[PAGE EXTRACT]

____________

Team Members:
Javad Pourrafi 400411243
Aryana Taghavi 400411297
li sp, 0x3C00
This sets the starting point for the stack pointer (sp). sp is set to 0x3C00 (starting address).
addi gp, sp, 392
This sets the global pointer (gp) to a position 392 units away from the stack pointer. The global pointer represents the end condition for the loop. gp is set to sp + 392.
flw f1, 0(sp)
Load the value from the address pointed to by sp (Load values from 0x3C00) into f1. This can be seen as D1 in the diagram.
flw f2, 4(sp)
Load the value from the address sp + 4 (Load values from 0x3C04) into f2. This represents the value at D1x.
fmul.s f10, f1, f1
Square the value loaded from D1x (result stored in f10).
fmul.s f20, f2, f2
Square the value loaded from D1y (result stored in f20).
fadd.s f30, f10, f20
Add the results of the squared values (result stored in f30).
fsqrt.s x3, f30
Compute the square root of the sum (result stored in x3).
fadd.s f0, f0, f3
Accumulate the results (D1) into f0.
addi sp, sp, 8
Move the stack pointer to the next set of values. This corresponds to moving to D2 in the diagram.
blt sp, gp, loop
Loop Condition: Check if the stack pointer is less than the global pointer. If true, continue the loop, otherwise exit. Repeat the process, incrementing sp and loading values until sp reaches gp.
ebreak
End the program.
// ------------------ //
// Multiplier Circuit //
// ------------------ //
reg [64 - 1 : 0] product;
reg product_ready;
reg [15 : 0] multiplierCircuitInput1;
reg [15 : 0] multiplierCircuitInput2;
wire [31 : 0] multiplierCircuitResult;
Multiplier multiplier_circuit
(
.operand_1(multiplierCircuitInput1),
.operand_2(multiplierCircuitInput2),
.product(multiplierCircuitResult)
);
reg [31 : 0] partialProduct1;
reg [31 : 0] partialProduct2;
reg [31 : 0] partialProduct3;
reg [31 : 0] partialProduct4;
reg[2:0] mul_state;
-
product:
64-bit register to store the final product. -
product_ready:
A flag indicating that the product is ready. -
multiplierCircuitInput1
,multiplierCircuitInput2:
16-bit registers for inputs to the 16-bit multiplier. -
multiplierCircuitResult:
32-bit wire to hold the result from the 16-bit multiplier. -
partialProduct1
,partialProduct2
,partialProduct3
,partialProduct4:
32-bit registers to store intermediate partial products. -
mul_state:
3-bit register for state machine control.
Multiplier multiplier_circuit:
An instance of the Multiplier module which performs the 16-bit multiplication.
always @(posedge clk or posedge reset)
begin
if (reset) begin
product <= 0;
mul_state <= 0;
product_ready <= 0;
end else if (operation == `FPU_MUL) begin
case (mul_state)

____________

[PROVIDED RECORDS]
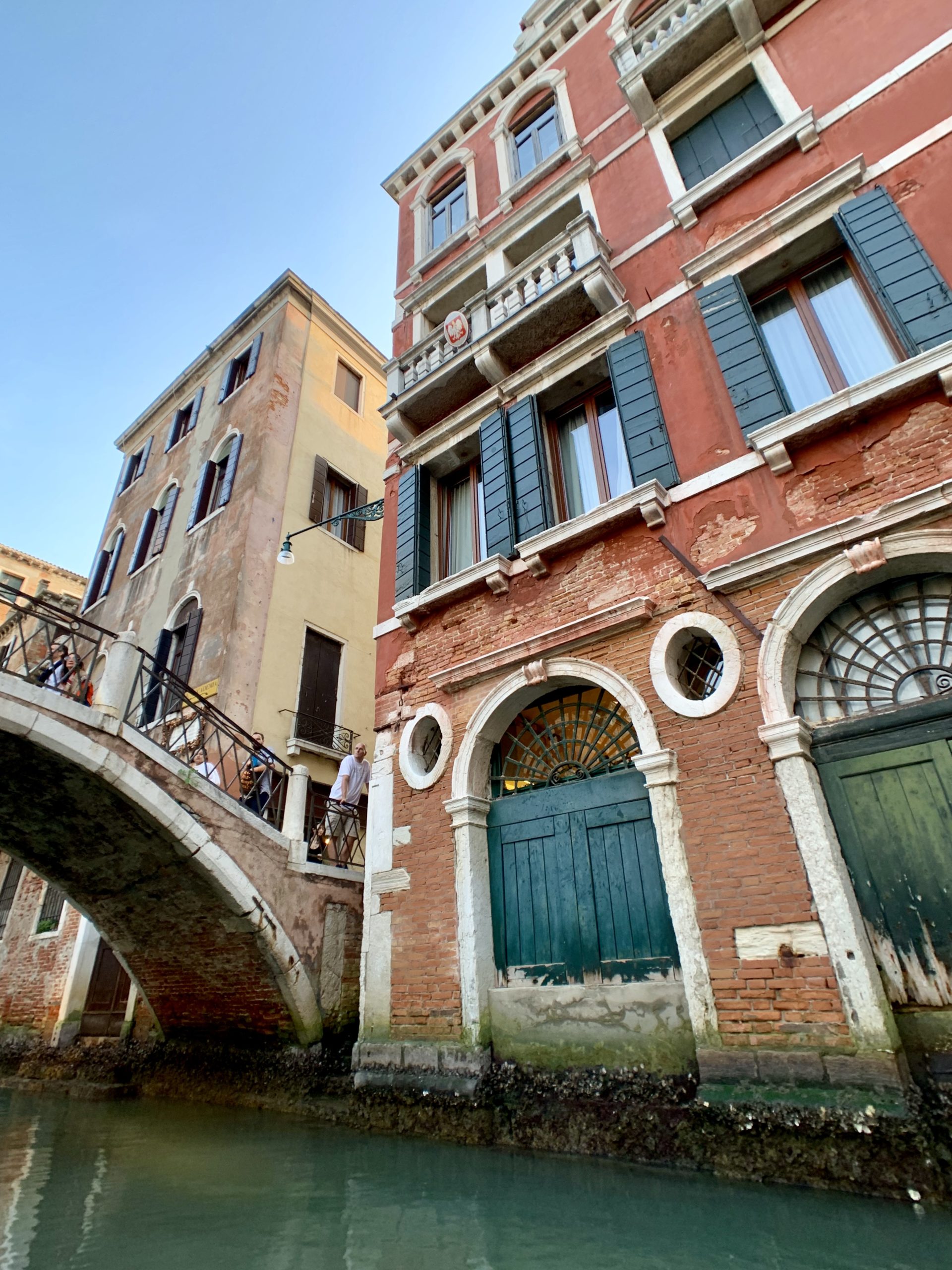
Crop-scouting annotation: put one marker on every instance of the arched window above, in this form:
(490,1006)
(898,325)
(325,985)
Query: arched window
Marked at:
(537,134)
(448,209)
(155,529)
(103,572)
(216,480)
(565,736)
(887,648)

____________

[OBJECTIVE] Rewrite the page extract between "addi gp, sp, 392" and "stored in f10).", inclusive, replacing "global pointer" with "limit pointer" wherever it occurs. The lines above were taken from a different source than the text.

[EXPECTED OUTPUT]
addi gp, sp, 392
This sets the limit pointer (gp) to a position 392 units away from the stack pointer. The limit pointer represents the end condition for the loop. gp is set to sp + 392.
flw f1, 0(sp)
Load the value from the address pointed to by sp (Load values from 0x3C00) into f1. This can be seen as D1 in the diagram.
flw f2, 4(sp)
Load the value from the address sp + 4 (Load values from 0x3C04) into f2. This represents the value at D1x.
fmul.s f10, f1, f1
Square the value loaded from D1x (result stored in f10).